Resulta emocionante volver a trabajar con Alejandro después de tantos años, un reencuentro que nos permite retomar un diálogo interrumpido. La conversación se despliega y repliega como un acordeón. Va de la visión de conjunto de todo el proyecto a la singularidad de sus piezas y se materializa de varios modos, por teléfono, por correo, comiendo, o en una versión peripatética donde nos movemos por el espacio del Carex mientras hablamos de todo y nada. O lo que es casi lo mismo, mientras hablamos de arte, esa forma de estar en el mundo que él practica de manera explícita. No digo "forma de mirar el mundo", sino forma de estar presente en éste, eso que podríamos llamar una filosofía de vida. Para Alejandro no se necesita ser un artista para hacer arte, una afirmación que tiene dos sentidos. Por un lado, libera a los supuestos artistas de la necesidad de crear o de ser reconocidos, solo y siempre, en la esfera profesional del arte. Por otro, abre la puerta a expandir las fronteras de lo artístico más allá de la intencionalidad, y las abre para todos. Esa creencia, casi un dogma de fe desde la segunda mitad del siglo XX, no tiene, en su caso, resonancias historicistas o ingenuas, ni se entiende como un juego de palabras. Es algo que podemos comprobar todos los días, si estamos un poco atentos.

▸ **MATERIAL MOSTRADO**:
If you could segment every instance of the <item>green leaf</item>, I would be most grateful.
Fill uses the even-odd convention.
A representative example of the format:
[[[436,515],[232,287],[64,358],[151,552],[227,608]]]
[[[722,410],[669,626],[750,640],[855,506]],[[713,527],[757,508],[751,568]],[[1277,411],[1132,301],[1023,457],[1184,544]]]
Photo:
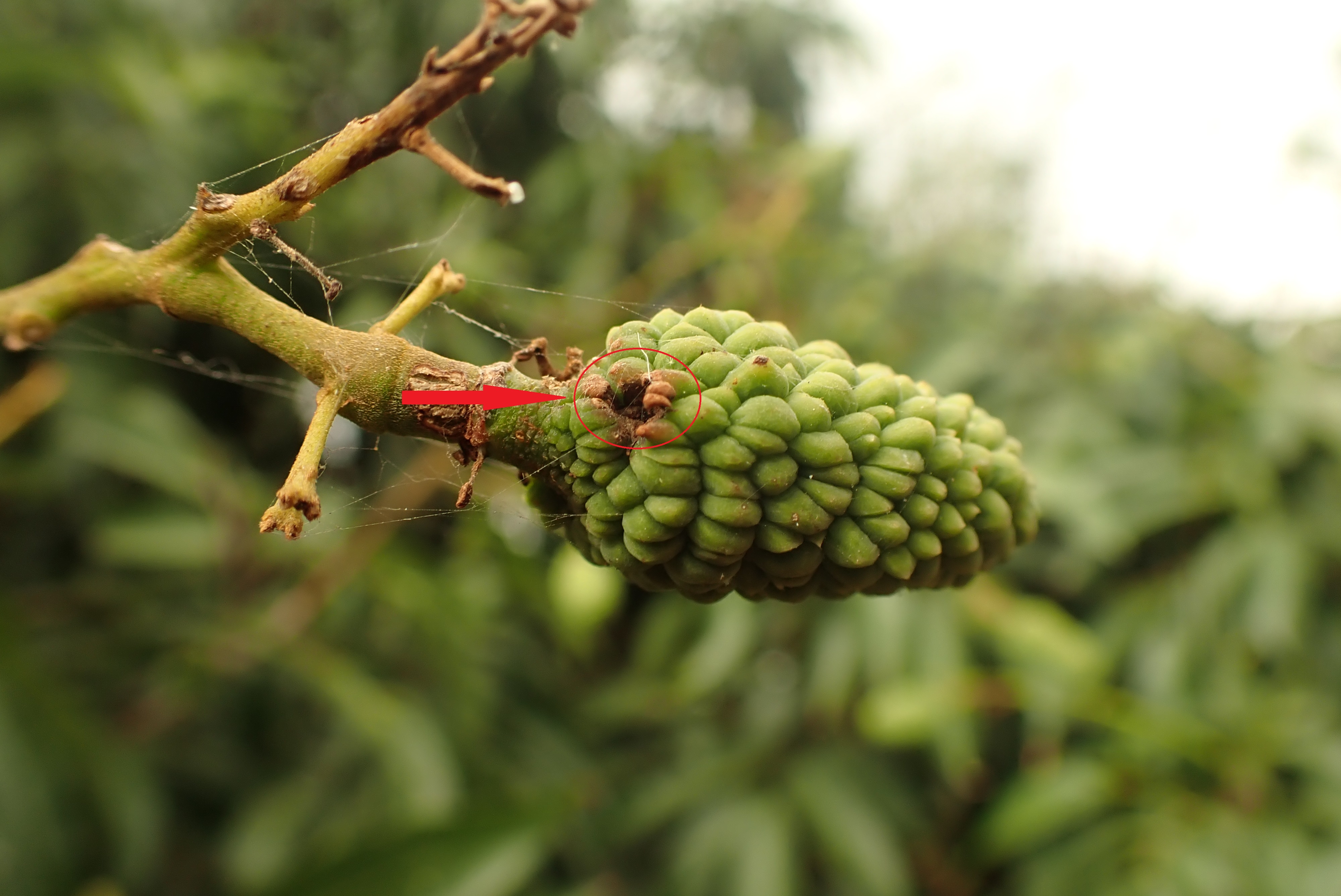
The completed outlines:
[[[831,865],[864,896],[909,892],[898,833],[872,803],[865,782],[835,755],[802,759],[791,791]]]
[[[430,825],[451,814],[460,785],[437,719],[335,651],[304,642],[292,648],[286,660],[373,748],[406,824]]]
[[[1116,795],[1116,773],[1094,759],[1041,766],[1015,779],[992,803],[980,840],[991,856],[1019,856],[1093,818]]]

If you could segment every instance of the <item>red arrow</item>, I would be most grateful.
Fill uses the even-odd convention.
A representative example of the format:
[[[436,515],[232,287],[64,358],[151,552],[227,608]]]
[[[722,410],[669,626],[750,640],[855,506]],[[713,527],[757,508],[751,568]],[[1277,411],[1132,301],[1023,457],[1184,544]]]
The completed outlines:
[[[544,401],[567,401],[567,396],[551,396],[547,392],[507,389],[485,384],[483,390],[469,389],[405,389],[401,392],[402,405],[484,405],[485,410],[516,408],[518,405],[538,405]]]

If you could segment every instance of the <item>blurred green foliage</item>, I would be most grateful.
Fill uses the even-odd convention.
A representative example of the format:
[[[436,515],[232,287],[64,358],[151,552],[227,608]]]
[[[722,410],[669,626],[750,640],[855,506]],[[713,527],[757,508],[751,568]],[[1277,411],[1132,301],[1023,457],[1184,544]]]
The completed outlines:
[[[475,13],[0,0],[0,283],[149,244]],[[1039,541],[959,593],[699,606],[574,562],[506,471],[456,512],[443,447],[347,431],[312,534],[260,538],[311,393],[232,334],[86,318],[46,350],[68,394],[0,448],[0,892],[1336,892],[1341,330],[1022,274],[1006,162],[854,220],[850,158],[798,138],[843,40],[797,4],[602,0],[437,125],[524,205],[397,157],[287,232],[334,309],[233,262],[366,326],[447,255],[457,311],[589,353],[666,304],[786,321],[1002,416]],[[629,66],[668,98],[636,135],[598,99]],[[713,103],[746,126],[685,111]],[[443,309],[409,335],[508,350]]]

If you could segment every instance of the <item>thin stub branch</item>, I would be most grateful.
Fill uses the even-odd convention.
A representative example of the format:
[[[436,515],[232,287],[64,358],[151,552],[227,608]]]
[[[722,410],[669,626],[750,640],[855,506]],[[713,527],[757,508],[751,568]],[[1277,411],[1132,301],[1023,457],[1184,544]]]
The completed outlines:
[[[554,377],[559,382],[565,380],[571,380],[582,369],[582,349],[575,349],[569,346],[565,351],[566,363],[562,370],[557,370],[554,363],[550,362],[550,341],[544,337],[536,337],[531,339],[531,343],[524,349],[518,349],[512,353],[512,363],[518,365],[523,361],[530,361],[535,358],[535,366],[540,372],[542,377]]]
[[[316,519],[322,515],[322,500],[316,496],[316,478],[322,472],[322,452],[326,451],[326,437],[330,436],[335,414],[343,405],[339,389],[323,386],[316,393],[316,410],[303,436],[303,447],[288,471],[288,479],[278,492],[275,503],[260,519],[260,531],[284,533],[287,538],[298,538],[303,531],[303,519]]]
[[[400,333],[405,325],[414,319],[424,309],[433,304],[433,300],[444,292],[460,292],[465,288],[465,278],[452,270],[447,259],[434,264],[414,291],[401,299],[401,303],[392,309],[386,319],[378,321],[369,333]]]
[[[343,284],[341,284],[341,282],[337,280],[335,278],[329,276],[326,271],[316,267],[312,263],[312,260],[308,259],[306,255],[295,249],[284,240],[279,239],[279,232],[274,227],[271,227],[270,221],[267,221],[263,217],[257,217],[255,221],[251,223],[251,227],[248,229],[251,231],[252,236],[255,236],[259,240],[266,240],[267,243],[274,245],[290,262],[294,262],[295,264],[298,264],[298,267],[303,268],[304,271],[315,276],[316,282],[322,284],[322,292],[326,294],[327,302],[339,295],[339,291],[343,288]]]
[[[516,205],[526,200],[526,190],[516,181],[506,181],[502,177],[485,177],[477,170],[452,154],[443,144],[428,133],[426,127],[416,127],[405,131],[401,145],[424,158],[429,160],[468,190],[475,190],[484,199],[491,199],[499,205]]]
[[[66,369],[55,361],[35,363],[0,394],[0,444],[28,425],[66,393]]]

▸ **TAREA PLANTEADA A**:
Convierte en una lista breve el párrafo del fragmento sobre Alejandro que comienza con «Resulta emocionante volver a trabajar» y conserva sus datos principales.
▸ **TAREA PLANTEADA B**:
Escribe una continuación del fragmento sobre Alejandro a partir de su última oración.
Los ítems son material independiente del fragmento sobre Alejandro.

▸ **RESPUESTA ESCRITA A**:
- Volver a trabajar con Alejandro tras muchos años permite retomar un diálogo interrumpido.
- La conversación se despliega y se repliega como un acordeón: va del proyecto completo a sus piezas concretas.
- Se da por teléfono, por correo, comiendo o caminando por el espacio del Carex.
- En el fondo se habla de arte, que para él es una forma de estar presente en el mundo, una filosofía de vida.
- Para Alejandro no hace falta ser artista para hacer arte.
- Esa idea tiene dos sentidos. Por un lado, libera a los artistas de tener que crear o ser reconocidos solo en la esfera profesional. Por otro, extiende lo artístico más allá de la intencionalidad y lo abre a todos.
- Esa creencia, casi un dogma desde la segunda mitad del siglo XX, no es en su caso historicista, ingenua ni un juego de palabras.
- Cualquiera puede comprobarla a diario si presta un poco de atención.

▸ **RESPUESTA ESCRITA B**:
Me lleva a una mesa que contiene material pedagógico donde me muestra lo que denomina “esculturas que usted mismo puede hacer”, ejemplo perfecto de esculturas involuntarias. Más allá hay unos “dibujos que usted mismo puede hacer”. Estar atento esta posibilidad de mirar entrelíneas, que a veces es producida por los artistas, pero otras por cualquiera de nosotros, aporta a la vida lo que Alejandro llama, en un momento de la conversación, temperatura, excitación. El arte nos permite vibrar frente al mundo, frente a las cosas. Ir en busca de este hallazgo dota al arte y a la vida de una cualidad enigmática. Hay personas, supuestos artistas y supuestos no artistas, que no pueden evitar estar todo el tiempo en esta búsqueda. Les determina como una pulsión. También es importante señalar que esta inclinación puede desarrollarse con el aprendizaje. No es un patrimonio de personalidades extraordinarias.

 

Le recuerdo las clases de dibujo que me dio hace años, durante un corto periodo de tiempo. Uno de los ejercicios consistía en que él me daba, por debajo de la mesa, un objeto que yo no veía y mi misión era dibujarlo a partir del tacto. Pienso que esa cualidad enigmática emerge en el lapso entre lo que no se ve, pero se toca. El resto cae por su propio peso: ¿Cómo no trasladar este enigma, precisamente, a ámbitos alejados de lo artístico? ¿Cómo resistirse a la llamada del camuflaje? ¿Cómo no infiltrarse para provocar interferencias que operen inadvertidamente? ¿Cómo no estar atentos a las perturbaciones que ya se están produciendo a nuestro alrededor?